● WHAT TO PRODUCE: Nothing but the lines from the one containing "the parked bicycle." through the end of the entries should be set down, each exactly as written.

● SOURCE MATERIAL:
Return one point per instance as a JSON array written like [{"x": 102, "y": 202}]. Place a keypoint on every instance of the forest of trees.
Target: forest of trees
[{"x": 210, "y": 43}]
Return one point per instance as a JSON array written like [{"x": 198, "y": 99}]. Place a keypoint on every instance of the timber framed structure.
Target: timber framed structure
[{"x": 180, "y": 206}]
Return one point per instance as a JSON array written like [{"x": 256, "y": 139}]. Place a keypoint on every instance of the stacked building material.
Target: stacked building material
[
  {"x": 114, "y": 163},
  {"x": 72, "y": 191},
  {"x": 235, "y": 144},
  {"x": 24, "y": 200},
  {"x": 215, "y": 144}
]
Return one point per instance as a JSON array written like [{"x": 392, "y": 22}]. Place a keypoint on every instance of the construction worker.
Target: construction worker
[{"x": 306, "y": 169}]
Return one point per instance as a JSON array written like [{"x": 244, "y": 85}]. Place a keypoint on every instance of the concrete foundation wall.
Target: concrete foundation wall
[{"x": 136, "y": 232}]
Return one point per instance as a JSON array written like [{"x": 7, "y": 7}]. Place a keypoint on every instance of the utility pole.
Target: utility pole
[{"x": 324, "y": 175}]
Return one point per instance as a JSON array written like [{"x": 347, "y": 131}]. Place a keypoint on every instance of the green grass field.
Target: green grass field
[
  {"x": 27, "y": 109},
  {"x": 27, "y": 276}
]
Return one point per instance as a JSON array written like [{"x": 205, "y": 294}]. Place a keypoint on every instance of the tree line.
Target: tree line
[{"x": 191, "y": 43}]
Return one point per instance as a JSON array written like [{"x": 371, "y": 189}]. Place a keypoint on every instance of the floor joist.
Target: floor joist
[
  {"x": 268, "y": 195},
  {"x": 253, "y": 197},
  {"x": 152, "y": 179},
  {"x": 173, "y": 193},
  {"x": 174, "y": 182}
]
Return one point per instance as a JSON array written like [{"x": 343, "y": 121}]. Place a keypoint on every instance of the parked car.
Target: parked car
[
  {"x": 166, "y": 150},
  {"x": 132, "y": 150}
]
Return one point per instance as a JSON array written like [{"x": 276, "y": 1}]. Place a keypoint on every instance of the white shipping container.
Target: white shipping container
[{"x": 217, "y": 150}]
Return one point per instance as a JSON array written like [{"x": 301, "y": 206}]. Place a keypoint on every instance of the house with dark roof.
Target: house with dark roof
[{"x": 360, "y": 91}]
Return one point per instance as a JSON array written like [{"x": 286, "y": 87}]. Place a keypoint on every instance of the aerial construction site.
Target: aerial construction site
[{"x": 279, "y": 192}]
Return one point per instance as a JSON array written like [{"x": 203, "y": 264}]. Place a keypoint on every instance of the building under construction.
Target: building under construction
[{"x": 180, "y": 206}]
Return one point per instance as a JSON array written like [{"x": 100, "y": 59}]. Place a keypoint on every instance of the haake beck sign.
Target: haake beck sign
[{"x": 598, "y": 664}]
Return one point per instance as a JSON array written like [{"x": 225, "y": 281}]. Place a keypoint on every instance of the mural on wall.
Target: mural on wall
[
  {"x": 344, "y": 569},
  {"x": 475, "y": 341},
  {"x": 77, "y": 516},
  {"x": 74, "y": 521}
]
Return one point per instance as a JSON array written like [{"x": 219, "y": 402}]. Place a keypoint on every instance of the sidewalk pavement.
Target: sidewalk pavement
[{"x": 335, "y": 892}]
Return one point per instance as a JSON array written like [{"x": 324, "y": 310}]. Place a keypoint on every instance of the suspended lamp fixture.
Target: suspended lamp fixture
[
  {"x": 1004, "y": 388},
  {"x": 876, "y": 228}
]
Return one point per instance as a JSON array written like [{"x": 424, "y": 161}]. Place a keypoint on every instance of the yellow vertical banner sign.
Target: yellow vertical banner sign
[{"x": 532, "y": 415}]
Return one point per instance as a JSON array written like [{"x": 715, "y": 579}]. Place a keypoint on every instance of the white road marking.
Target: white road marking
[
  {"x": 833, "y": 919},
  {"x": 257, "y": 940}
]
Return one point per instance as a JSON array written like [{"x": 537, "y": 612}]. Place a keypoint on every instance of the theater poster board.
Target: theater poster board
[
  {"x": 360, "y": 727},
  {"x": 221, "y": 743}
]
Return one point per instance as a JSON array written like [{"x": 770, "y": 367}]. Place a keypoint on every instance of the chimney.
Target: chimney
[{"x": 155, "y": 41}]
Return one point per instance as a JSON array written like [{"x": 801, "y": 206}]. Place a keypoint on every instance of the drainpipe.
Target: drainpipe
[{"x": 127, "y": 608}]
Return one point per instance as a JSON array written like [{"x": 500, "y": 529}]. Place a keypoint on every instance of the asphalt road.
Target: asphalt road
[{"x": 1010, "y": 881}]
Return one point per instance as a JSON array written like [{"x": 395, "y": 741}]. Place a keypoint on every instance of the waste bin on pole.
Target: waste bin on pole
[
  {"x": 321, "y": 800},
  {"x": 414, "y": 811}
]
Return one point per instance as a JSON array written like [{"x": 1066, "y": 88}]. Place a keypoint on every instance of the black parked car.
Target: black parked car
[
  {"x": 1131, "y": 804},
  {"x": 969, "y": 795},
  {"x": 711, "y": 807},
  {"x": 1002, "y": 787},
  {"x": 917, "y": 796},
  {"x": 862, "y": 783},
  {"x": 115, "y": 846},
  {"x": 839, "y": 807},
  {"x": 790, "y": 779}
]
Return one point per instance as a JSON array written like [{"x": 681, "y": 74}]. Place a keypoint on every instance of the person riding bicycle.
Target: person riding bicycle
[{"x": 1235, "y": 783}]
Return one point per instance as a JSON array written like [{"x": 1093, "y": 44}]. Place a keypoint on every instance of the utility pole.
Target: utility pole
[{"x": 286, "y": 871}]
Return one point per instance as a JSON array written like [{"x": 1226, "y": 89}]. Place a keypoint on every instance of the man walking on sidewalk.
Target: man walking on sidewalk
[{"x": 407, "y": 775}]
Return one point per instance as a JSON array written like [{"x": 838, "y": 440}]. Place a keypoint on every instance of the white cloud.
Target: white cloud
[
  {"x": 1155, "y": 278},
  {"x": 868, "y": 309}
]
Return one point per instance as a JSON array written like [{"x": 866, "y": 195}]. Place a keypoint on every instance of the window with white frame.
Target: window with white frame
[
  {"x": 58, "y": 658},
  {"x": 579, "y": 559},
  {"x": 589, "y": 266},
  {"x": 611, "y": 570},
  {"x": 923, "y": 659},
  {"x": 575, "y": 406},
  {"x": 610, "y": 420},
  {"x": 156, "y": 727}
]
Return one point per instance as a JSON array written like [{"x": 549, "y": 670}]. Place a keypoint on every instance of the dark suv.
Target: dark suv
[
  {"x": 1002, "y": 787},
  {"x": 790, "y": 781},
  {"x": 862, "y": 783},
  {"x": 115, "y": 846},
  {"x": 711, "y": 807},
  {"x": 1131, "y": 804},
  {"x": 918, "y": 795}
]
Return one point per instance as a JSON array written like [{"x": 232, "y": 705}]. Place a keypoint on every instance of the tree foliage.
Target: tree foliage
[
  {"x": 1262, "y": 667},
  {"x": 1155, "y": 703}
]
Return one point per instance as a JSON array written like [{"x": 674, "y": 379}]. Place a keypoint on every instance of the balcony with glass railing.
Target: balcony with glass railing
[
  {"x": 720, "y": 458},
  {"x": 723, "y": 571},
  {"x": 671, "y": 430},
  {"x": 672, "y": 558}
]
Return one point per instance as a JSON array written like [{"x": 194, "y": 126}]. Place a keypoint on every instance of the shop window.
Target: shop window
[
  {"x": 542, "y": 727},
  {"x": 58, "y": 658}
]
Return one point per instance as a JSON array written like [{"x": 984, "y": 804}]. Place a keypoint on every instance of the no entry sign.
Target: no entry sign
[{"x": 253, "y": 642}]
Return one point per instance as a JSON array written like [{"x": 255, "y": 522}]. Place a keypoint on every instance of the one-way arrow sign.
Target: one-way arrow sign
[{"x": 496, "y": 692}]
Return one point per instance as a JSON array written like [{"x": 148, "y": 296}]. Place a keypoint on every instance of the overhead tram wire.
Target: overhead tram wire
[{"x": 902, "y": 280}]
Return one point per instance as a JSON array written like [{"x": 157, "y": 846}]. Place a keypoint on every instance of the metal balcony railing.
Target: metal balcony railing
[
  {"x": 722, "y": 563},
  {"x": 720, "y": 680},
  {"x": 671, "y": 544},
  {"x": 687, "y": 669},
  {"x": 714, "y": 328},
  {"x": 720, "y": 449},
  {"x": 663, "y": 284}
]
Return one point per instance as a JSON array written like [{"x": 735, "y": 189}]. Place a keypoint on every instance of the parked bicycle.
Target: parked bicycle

● RESULT OF THIS TASK:
Return one point per instance as a JSON array written like [{"x": 735, "y": 189}]. Place a keypoint on every instance of the parked bicycle.
Target: parked bicycle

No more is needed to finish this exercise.